■ Goal of the exercise:
Everything from the line containing "pin: the wooden balcony, one" down to the last line of the entries below must be transcribed exactly, and nothing else.
»»
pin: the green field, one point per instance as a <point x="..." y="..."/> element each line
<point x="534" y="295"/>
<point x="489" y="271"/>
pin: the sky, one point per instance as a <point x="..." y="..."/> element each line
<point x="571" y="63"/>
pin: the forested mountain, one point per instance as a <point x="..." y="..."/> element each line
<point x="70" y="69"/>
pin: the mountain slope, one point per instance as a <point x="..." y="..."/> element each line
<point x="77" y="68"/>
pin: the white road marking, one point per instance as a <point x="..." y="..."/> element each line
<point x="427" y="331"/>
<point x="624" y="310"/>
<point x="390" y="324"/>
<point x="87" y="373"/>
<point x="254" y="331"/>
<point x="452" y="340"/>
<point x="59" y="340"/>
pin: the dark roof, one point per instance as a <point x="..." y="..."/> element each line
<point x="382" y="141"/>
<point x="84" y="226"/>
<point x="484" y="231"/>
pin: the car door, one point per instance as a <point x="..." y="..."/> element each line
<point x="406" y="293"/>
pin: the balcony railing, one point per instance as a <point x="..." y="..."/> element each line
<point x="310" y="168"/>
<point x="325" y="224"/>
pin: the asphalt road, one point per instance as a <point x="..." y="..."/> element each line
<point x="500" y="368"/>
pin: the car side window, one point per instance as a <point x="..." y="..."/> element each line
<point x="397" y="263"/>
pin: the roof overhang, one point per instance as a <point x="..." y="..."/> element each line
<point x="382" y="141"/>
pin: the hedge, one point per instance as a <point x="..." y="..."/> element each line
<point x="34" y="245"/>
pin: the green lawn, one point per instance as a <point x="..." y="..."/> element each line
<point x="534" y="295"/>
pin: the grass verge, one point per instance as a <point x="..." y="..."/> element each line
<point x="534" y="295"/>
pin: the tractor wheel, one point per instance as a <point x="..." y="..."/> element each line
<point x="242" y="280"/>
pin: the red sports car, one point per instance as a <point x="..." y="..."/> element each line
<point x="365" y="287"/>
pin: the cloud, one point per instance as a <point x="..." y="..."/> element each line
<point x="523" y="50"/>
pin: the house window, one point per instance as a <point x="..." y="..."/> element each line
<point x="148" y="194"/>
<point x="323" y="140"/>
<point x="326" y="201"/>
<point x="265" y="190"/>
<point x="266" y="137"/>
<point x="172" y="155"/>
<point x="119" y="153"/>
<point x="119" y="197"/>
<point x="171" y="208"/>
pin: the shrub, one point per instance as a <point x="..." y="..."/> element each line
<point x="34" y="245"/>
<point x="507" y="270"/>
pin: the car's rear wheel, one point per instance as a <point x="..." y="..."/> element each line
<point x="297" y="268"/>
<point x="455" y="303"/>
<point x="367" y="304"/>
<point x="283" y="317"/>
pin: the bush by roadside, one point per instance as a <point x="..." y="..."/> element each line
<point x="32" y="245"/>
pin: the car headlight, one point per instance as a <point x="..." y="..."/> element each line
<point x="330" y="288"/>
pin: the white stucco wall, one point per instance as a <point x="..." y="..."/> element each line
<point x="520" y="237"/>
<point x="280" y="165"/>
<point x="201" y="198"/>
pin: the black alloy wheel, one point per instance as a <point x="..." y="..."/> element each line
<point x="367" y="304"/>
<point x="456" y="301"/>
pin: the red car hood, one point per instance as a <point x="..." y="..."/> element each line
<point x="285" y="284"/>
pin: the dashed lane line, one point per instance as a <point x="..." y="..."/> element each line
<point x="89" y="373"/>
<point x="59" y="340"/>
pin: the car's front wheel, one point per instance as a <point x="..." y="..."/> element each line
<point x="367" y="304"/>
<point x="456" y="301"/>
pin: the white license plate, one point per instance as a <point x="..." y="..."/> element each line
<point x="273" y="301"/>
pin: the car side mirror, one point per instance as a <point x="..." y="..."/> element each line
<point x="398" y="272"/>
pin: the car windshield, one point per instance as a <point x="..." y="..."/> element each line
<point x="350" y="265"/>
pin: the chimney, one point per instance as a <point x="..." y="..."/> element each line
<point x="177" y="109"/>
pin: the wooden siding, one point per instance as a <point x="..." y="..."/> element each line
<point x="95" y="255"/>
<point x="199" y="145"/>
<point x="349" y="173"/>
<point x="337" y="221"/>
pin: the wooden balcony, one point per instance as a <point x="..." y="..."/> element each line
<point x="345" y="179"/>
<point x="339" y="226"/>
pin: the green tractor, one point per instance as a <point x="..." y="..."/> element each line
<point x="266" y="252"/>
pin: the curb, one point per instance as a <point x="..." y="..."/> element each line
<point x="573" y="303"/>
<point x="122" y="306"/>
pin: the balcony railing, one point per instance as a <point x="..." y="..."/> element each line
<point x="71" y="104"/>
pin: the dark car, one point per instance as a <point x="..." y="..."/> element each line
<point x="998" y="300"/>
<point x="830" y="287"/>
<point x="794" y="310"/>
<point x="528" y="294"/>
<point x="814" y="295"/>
««
■ In response:
pin: the wooden balcony, one point per instance as a <point x="..." y="..."/> element each line
<point x="345" y="179"/>
<point x="339" y="226"/>
pin: the green tractor, one point per instance as a <point x="..." y="..."/> element each line
<point x="266" y="252"/>
pin: the curb, one point per instance as a <point x="..." y="..."/> element each line
<point x="573" y="303"/>
<point x="122" y="306"/>
pin: the balcony railing, one point per instance as a <point x="..." y="..."/> element each line
<point x="71" y="104"/>
pin: the dark car, one point per instance as a <point x="..." y="..."/> element each line
<point x="998" y="300"/>
<point x="830" y="287"/>
<point x="794" y="310"/>
<point x="528" y="294"/>
<point x="814" y="295"/>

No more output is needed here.